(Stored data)

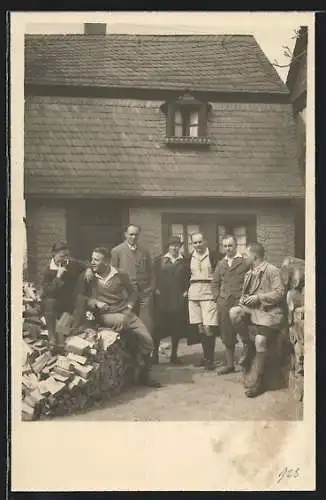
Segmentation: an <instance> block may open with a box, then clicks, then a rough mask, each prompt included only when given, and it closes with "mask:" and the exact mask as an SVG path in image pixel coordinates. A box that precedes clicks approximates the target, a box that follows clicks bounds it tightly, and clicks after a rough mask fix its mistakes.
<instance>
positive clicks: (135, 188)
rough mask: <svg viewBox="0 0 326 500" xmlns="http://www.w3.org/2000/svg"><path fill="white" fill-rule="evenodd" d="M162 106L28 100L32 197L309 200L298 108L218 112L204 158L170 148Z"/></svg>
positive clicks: (285, 107)
mask: <svg viewBox="0 0 326 500" xmlns="http://www.w3.org/2000/svg"><path fill="white" fill-rule="evenodd" d="M161 104H162V102H160V101H142V100H136V99H135V100H127V99H107V98H82V97H55V96H52V97H51V96H27V97H26V104H25V106H26V108H25V192H26V195H27V196H33V195H36V196H43V197H57V198H58V197H67V198H70V197H98V198H99V197H103V198H108V197H111V198H112V197H126V198H128V197H130V198H133V197H135V198H141V197H151V198H153V197H155V198H163V197H166V198H170V197H179V198H187V197H194V198H197V197H198V198H203V197H204V198H207V197H252V198H257V197H263V198H267V197H273V198H288V199H289V198H294V197H300V196H303V186H302V183H301V180H300V176H299V171H298V163H297V158H296V142H295V133H294V122H293V117H292V108H291V104H277V103H274V104H272V103H269V104H268V103H266V104H264V103H250V102H248V103H234V102H233V103H232V102H229V103H222V102H215V103H212V112H211V114H210V118H209V121H208V134H209V136H210V137H211V138H212V144H211V146H210V147H209V148H208V149H207V150H200V151H196V150H194V149H192V148H190V149H182V148H178V149H176V150H172V149H171V148H169V147H168V146H167V145H166V144H164V137H165V115H164V113H162V111H161V110H160V105H161Z"/></svg>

- _Required work_: Exclude images. Return the data above verbatim.

- _Completed exercise_:
Segmentation: an <instance> block may open with a box, then clicks, then a rough mask, each prompt included only when given, and it closes with "mask:" and the exact mask as an SVG path in image pixel coordinates. A box that precedes clicks approximates the target, a box that follows clicks bounds it tightly, and clicks after a rough mask fix its mistakes.
<instance>
positive clicks: (135, 188)
rough mask: <svg viewBox="0 0 326 500" xmlns="http://www.w3.org/2000/svg"><path fill="white" fill-rule="evenodd" d="M162 106L28 100L32 197L309 200L298 108L218 112L204 158L170 148Z"/></svg>
positive clicks: (285, 107)
mask: <svg viewBox="0 0 326 500" xmlns="http://www.w3.org/2000/svg"><path fill="white" fill-rule="evenodd" d="M161 104H162V102H160V101H142V100H136V99H135V100H127V99H107V98H82V97H55V96H52V97H51V96H27V97H26V104H25V106H26V108H25V192H26V195H27V196H33V195H36V196H43V197H57V198H58V197H67V198H70V197H98V198H99V197H103V198H108V197H111V198H112V197H126V198H128V197H130V198H133V197H135V198H141V197H151V198H153V197H155V198H163V197H166V198H170V197H179V198H187V197H194V198H197V197H198V198H203V197H204V198H207V197H252V198H257V197H263V198H267V197H273V198H288V199H289V198H294V197H300V196H303V186H302V183H301V180H300V176H299V171H298V163H297V158H296V142H295V133H294V122H293V117H292V108H291V104H277V103H274V104H272V103H269V104H268V103H266V104H264V103H250V102H248V103H234V102H233V103H232V102H229V103H222V102H215V103H212V112H211V114H210V118H209V121H208V134H209V136H210V137H211V138H212V144H211V146H210V147H209V148H208V149H207V150H200V151H196V150H194V149H192V148H190V149H182V148H178V149H176V150H172V149H171V148H169V147H168V146H167V145H166V144H164V137H165V115H164V113H162V111H161V110H160V105H161Z"/></svg>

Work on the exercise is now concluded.